**Testo selezionato**.
──────────

Le sue principali raccolte di poesia sono: Fresia ed errore (1959, che raccoglie varie raccolte minori precedentemente edite), Una volta per sempre (1963), L'ospite ingrato (1966), Questo muro (1973), Una obbedienza (1986), Paesaggio con serpente (1984), Composita solvantur (1994). Fra le numerose raccolte di saggi segnaliamo: Dieci inverni (1957), Verifica dei poteri (1965), Ventiquattro voci per un dizionario di lettere (1969), Questioni di frontiera (1977), Insistenze (1985). Ma intensissima e importante é anche la sua attività di traduttore dal francese e dal tedesco. Ha collaborato in qualità di redattore prima alla rivista «Politecnico» di Vittorini e poi all'«Avanti!», quindi a numerosissime altre riviste fra cui «Comunità», «Ragionamenti», «Officina», «Quaderni piacentini».

Dopo aver lavorato nell'industria, ed aver insegnato per qualche anno nella scuola secondaria superiore, ha ottenuto la cattedra di Storia della critica all'università di Siena. Ha anche svolto attività di consulente editoriale per varie case editrici.

──────────

Righe di una raccolta di dati:
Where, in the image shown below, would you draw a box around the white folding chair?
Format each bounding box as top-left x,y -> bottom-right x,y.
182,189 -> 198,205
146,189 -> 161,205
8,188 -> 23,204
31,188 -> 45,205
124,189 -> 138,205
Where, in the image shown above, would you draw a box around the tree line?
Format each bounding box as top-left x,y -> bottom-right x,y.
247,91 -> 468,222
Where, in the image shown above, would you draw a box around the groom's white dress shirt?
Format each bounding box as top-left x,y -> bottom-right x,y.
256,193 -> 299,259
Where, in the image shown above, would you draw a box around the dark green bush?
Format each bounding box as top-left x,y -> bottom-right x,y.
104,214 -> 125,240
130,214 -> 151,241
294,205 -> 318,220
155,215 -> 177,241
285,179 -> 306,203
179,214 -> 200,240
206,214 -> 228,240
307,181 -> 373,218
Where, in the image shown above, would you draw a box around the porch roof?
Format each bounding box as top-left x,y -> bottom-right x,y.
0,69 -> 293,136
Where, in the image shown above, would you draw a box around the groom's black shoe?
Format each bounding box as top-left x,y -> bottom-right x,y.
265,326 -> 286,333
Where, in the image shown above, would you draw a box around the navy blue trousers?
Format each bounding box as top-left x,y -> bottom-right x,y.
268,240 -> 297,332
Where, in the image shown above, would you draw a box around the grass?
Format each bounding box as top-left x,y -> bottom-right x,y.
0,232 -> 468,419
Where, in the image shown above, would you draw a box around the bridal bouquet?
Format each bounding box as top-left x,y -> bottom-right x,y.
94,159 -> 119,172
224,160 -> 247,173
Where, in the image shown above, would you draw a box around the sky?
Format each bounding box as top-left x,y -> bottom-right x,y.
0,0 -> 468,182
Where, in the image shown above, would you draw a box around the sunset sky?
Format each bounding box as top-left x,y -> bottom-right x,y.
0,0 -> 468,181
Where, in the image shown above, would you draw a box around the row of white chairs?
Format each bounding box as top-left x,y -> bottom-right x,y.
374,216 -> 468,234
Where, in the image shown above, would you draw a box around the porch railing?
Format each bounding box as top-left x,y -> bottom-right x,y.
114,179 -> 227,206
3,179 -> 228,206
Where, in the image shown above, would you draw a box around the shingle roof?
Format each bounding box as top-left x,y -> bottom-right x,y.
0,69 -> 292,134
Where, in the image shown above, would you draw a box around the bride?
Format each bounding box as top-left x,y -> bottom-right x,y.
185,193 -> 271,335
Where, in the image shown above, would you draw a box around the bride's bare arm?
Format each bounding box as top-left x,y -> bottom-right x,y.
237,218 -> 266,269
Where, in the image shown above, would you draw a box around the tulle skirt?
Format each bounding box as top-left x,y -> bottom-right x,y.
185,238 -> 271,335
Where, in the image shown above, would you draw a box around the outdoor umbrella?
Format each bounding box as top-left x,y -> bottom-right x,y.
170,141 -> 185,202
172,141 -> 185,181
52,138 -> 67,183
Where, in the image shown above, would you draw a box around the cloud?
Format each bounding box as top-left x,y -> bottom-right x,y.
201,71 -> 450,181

──────────

**Esercizio scritto 1**. Ricopia senza alcuna modifica il passo del brano sull'attività letteraria che si apre con le parole "Dopo aver lavorato" e termina con "varie case editrici.".
**Esercizio scritto 2**. Secondo il brano sull'attività letteraria, in quale università è stata ottenuta la cattedra di Storia della critica?
**Esercizio scritto 3**. Scrivi il seguito del brano sull'attività letteraria, partendo dopo la sua ultima frase.

**Risposta attesa 1**.
Dopo aver lavorato nell'industria, ed aver insegnato per qualche anno nella scuola secondaria superiore, ha ottenuto la cattedra di Storia della critica all'università di Siena. Ha anche svolto attività di consulente editoriale per varie case editrici.

**Risposta attesa 2**. All'università di Siena.

**Risposta attesa 3**.
A proposito di quest'ultimo componimento ha scritto lo stesso Franco Fortini:

Ho sempre creduto che qualcosa (molto, per essere più preciso; quasi tutto, direi) dovesse mutare nella nostra società. So che questo mutamento si prepara da tanto tempo, forse da decenni. So che molti non vi credono o non lo vogliono; e perciò riparano, racconciano, aggiustano quel che è troppo guasto, convinti che nessun crollo sia imminente. Intanto, un poco per giorno, il mondo muta.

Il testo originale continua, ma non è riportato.